(Referring expression pointing data)
=== Begin Enclosure ===
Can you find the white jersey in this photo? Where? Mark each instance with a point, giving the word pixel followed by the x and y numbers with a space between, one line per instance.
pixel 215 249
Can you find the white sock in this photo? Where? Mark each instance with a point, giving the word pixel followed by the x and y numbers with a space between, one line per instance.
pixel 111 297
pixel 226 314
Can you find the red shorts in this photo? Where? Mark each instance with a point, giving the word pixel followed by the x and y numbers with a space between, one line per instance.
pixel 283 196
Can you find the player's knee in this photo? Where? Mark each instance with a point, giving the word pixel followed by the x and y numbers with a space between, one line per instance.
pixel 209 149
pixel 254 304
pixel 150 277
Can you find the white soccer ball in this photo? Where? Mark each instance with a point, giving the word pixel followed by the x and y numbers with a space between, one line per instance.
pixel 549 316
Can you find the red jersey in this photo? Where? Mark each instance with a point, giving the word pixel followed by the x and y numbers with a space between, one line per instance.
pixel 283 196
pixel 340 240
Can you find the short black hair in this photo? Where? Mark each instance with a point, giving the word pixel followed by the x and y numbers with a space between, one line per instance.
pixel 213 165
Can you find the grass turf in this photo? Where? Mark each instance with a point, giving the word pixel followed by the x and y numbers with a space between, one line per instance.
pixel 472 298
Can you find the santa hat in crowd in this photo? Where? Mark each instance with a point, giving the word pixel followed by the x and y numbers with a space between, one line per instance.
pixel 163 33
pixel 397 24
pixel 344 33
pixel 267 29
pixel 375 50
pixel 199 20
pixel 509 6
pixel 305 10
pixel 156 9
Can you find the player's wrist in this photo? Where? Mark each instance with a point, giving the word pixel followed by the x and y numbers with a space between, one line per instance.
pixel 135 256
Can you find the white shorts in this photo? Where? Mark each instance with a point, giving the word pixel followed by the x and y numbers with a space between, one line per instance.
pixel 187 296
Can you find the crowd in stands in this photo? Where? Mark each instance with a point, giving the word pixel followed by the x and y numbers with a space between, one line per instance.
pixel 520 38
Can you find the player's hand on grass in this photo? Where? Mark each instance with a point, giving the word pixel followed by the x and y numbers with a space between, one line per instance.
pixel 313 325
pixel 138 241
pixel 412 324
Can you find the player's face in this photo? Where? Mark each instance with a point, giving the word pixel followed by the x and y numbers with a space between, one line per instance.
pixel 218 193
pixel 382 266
=== End Enclosure ===
The entries above are to be copied word for word.

Can you find the white jersey in this photo? Where? Mark each instance with a point, giving the word pixel followed by the x and y numbers with a space between, one line per instance.
pixel 215 249
Can you find the white sock in this photo? Where? Mark each instance with a point, giving the word pixel followed by the x and y numbers with a space between, one line per instance.
pixel 111 297
pixel 226 314
Can you find the red shorts in this photo? Where? Mark each instance with a point, giving the word pixel followed by the x and y numbers with a space between, one line per instance.
pixel 283 196
Can you find the player's knee in this photo? Where? Mark each instance with a point, giving the word pixel followed by the x and y numbers with a space between, one line per instance.
pixel 209 149
pixel 254 304
pixel 150 277
Can you find the white soccer ball in this photo? Where? Mark each instance with a point, giving the word pixel followed by the x and y numbers with a space between, one line per instance.
pixel 549 316
Can you find the red jersey in this photo? Where? Mark each instance with a point, giving the word pixel followed by the x and y numbers with a space between, one line per instance.
pixel 283 196
pixel 340 240
Can you find the short black hair in this photo? Where? Mark each instance with a point, giving the word pixel followed by the x and y numbers with a space between, one line per instance.
pixel 213 165
Can you find the grass turf in this photo? Where? Mark each instance with a point, giving the word pixel followed by the x and y numbers with a space between, one line per instance.
pixel 472 298
Can you find the santa hat in crowd in this photo? Where? Mark each instance with a point, giving the word pixel followed by the x and y numbers with a space between, one line per instance.
pixel 163 33
pixel 397 24
pixel 344 33
pixel 267 29
pixel 375 50
pixel 199 20
pixel 509 6
pixel 305 10
pixel 156 9
Can you find the player's wrist in this photo? Where? Mark each instance with a point, giving the word pixel followed by the x and y numbers with a space between, one line per instance.
pixel 135 256
Can you find the white shorts in this photo? Where? Mark each instance with a point, giving the word pixel followed by the x and y numbers with a space between, one line per instance.
pixel 187 296
Can you find the crowd in stands in this photo? Where? Mark each instance with a point, giving the word pixel followed by the x and y numbers with a space between, one line per instance.
pixel 520 38
Can you find the player's hand on grass in this photo? Where? Mark each instance with a point, giving the word pixel followed by the x and y numbers with a space between, one line per instance.
pixel 313 325
pixel 138 241
pixel 412 324
Can you find the player's face in this photo? Where? Mark each instance with a point, giving the word pixel followed by the x and y numbers with a space between, one line per instance.
pixel 218 193
pixel 382 266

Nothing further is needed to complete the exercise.